The move followed a directive issued by the White House to the Departments of Defense and Homeland Security on 26 February directing them to prepare for expansion of the detention site. In the memo, President Trump announced, "I hereby direct the Secretary of Defense and the Secretary of Homeland Security to take all appropriate actions to expand the Migrant Operations Center at Naval Station Guantanamo Bay to full capacity to provide additional detention space for high-priority criminal aliens unlawfully present in the United States, and to address attendant immigration enforcement needs identified by the Department of Defense and the Department of Homeland Security."
Many questions remain about who will be detained at the site, for how long, and where. The site previously had a reported capacity of only 130 detainees and was heavily criticised for indefinitely detaining children and families, with assistance provided by the International Organisation for Migration.
As per Reuters, "The head of the U.S. Department of Homeland Security on Sunday declined to say whether migrant women, children or families would be held in the Guantanamo Bay detention center. Homeland Security Secretary Kristi Noem has said the plan was not to hold people at Guantanamo indefinitely and that the administration would follow U.S. law. The base already houses a migrant facility - separate from the high-security U.S. prison for foreign terrorism suspects - that has been used occasionally for decades, including to hold Haitians and Cubans picked up at sea."

━━━

* Work task A
List every organization named in the text on the Guantanamo detention site, leaving out military bases and detention facilities.
* Work task B
Resume the text on the Guantanamo detention site after its final sentence.
The entries that follow have no connection to the text on the Guantanamo detention site.

━━━

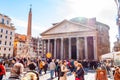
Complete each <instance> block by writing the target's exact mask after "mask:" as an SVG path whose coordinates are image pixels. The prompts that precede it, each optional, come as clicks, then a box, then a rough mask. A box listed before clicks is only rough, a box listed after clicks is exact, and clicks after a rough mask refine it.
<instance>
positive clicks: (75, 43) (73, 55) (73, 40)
mask: <svg viewBox="0 0 120 80" xmlns="http://www.w3.org/2000/svg"><path fill="white" fill-rule="evenodd" d="M76 48H77V47H76V38H72V39H71V58H72V59H77V51H76Z"/></svg>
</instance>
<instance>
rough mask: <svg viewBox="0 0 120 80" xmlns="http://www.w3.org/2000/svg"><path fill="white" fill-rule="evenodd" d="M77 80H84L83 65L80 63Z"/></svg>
mask: <svg viewBox="0 0 120 80" xmlns="http://www.w3.org/2000/svg"><path fill="white" fill-rule="evenodd" d="M75 80H84V70H83V67H82V64H80V63H78V64H77V66H76V71H75Z"/></svg>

━━━

* Exercise answer A
White House, Department of Defense, Department of Homeland Security, International Organisation for Migration, Reuters

* Exercise answer B
2024
Former detainees at GMOC said that "the IOM-managed building where protected refugees await resettlement is a two-story structure separated from the main base. ... Interviewees described signs of deterioration and dilapidation: toilets spewing sewage when someone in another room flushed their toilet, a plumbing problem known in notorious prisons a 'ping-pong toilets';showers overflowing; fungi growing on ceilings; and rats running around in the room. ... Several refugees IRAP interviewed after their incarceration at the GMOC remained dismayed by their mistreatment by IOM and the guards, especially IOM’s insistence that, despite their protected status, they had no rights and could be sent home or return home at any time." (International Refugee Assistance Project, "OFFSHORING HUMAN RIGHTS: Detention of Refugees at Guantánamo Bay," September 2024)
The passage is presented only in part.